Activity:
Filter the listing and keep only the lines with the word "painted".

Records for this exercise:
================

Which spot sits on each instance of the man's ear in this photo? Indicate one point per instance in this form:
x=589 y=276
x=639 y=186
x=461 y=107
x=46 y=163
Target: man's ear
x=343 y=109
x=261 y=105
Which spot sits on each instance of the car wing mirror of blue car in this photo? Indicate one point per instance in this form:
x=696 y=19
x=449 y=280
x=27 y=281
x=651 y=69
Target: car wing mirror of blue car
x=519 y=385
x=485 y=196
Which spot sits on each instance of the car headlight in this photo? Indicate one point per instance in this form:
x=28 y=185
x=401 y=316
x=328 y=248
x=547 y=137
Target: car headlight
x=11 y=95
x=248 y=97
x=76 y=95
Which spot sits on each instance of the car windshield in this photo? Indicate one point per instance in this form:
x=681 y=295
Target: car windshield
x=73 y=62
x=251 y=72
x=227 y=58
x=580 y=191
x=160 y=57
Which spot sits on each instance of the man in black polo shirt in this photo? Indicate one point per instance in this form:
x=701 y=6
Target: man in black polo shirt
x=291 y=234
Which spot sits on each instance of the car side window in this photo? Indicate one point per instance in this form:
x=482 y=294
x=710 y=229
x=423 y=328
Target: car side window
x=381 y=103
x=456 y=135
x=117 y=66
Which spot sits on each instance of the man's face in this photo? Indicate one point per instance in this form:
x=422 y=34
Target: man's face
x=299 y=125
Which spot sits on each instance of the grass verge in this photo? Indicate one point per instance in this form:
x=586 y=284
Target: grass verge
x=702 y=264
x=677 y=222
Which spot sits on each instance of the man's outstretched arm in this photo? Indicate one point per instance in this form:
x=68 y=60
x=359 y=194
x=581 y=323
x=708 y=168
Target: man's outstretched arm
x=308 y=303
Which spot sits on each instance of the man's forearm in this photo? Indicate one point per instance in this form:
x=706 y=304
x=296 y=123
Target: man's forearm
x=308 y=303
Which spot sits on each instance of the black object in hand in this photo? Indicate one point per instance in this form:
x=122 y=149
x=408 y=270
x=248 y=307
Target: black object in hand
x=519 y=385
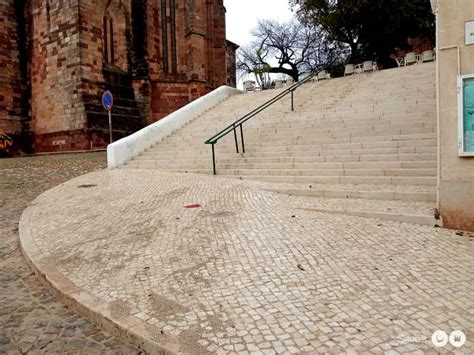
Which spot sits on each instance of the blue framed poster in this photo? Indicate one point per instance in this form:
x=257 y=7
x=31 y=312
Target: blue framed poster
x=466 y=115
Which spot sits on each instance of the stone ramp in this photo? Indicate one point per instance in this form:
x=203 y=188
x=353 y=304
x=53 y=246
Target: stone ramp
x=245 y=270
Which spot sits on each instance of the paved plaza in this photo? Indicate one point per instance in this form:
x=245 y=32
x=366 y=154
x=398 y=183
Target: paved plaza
x=31 y=321
x=199 y=264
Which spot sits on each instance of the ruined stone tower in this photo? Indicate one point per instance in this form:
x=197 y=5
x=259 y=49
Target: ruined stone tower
x=59 y=56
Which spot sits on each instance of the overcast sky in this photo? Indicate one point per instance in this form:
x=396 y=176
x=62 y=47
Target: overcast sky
x=242 y=16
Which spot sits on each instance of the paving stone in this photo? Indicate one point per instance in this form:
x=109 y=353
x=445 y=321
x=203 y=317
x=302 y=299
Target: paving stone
x=30 y=320
x=232 y=264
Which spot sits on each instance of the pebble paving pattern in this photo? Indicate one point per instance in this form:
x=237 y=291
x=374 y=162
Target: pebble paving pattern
x=248 y=271
x=31 y=321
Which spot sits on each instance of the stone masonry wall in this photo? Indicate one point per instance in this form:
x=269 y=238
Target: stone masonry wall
x=10 y=76
x=55 y=74
x=166 y=53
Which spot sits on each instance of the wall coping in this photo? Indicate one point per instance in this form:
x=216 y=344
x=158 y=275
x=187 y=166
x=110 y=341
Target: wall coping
x=125 y=149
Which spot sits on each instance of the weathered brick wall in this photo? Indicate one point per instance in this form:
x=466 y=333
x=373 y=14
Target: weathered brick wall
x=231 y=48
x=10 y=76
x=55 y=76
x=69 y=69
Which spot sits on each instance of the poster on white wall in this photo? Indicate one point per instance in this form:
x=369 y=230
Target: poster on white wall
x=469 y=32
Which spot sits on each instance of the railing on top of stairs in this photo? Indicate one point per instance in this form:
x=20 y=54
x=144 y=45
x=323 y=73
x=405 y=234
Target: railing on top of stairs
x=239 y=123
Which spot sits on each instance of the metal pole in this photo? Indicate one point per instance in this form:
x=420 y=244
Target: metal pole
x=213 y=160
x=236 y=144
x=242 y=138
x=110 y=126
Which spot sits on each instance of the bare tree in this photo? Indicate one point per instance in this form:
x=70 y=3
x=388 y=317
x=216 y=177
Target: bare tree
x=297 y=48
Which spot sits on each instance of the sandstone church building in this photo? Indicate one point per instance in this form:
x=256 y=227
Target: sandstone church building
x=57 y=57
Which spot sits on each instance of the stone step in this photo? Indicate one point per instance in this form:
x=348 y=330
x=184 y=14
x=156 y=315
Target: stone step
x=360 y=193
x=288 y=164
x=305 y=155
x=232 y=170
x=378 y=180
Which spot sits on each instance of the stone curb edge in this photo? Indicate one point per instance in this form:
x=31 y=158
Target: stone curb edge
x=129 y=328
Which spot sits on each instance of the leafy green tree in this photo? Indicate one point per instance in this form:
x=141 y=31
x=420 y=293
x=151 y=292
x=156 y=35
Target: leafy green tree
x=370 y=28
x=290 y=48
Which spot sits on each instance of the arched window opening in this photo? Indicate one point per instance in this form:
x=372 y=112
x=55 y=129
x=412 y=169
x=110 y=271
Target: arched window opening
x=108 y=33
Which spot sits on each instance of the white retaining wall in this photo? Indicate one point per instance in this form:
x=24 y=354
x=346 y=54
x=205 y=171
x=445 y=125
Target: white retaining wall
x=125 y=149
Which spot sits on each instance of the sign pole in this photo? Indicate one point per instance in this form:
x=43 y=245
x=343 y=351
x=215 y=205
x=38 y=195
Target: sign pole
x=108 y=103
x=110 y=126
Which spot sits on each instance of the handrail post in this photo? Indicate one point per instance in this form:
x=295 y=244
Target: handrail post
x=213 y=160
x=292 y=101
x=242 y=138
x=235 y=137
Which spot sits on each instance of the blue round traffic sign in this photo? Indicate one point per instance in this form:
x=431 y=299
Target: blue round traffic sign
x=108 y=100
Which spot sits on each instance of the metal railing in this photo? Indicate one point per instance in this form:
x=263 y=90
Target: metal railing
x=239 y=123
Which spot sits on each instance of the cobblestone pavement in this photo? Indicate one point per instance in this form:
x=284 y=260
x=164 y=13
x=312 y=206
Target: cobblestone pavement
x=251 y=271
x=30 y=320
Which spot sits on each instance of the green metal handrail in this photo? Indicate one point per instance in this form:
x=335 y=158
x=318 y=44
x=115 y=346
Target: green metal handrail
x=239 y=123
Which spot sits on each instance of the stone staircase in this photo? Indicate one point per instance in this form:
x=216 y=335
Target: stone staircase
x=349 y=141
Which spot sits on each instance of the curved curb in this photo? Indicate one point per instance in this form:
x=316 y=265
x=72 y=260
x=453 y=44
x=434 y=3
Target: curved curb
x=128 y=328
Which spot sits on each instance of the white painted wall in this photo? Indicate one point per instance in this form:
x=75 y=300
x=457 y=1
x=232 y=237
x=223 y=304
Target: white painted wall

================

Exercise solution:
Which spot sits on each instance of the white painted wall in this photo? Indicate one point per instance in this form:
Target: white painted wall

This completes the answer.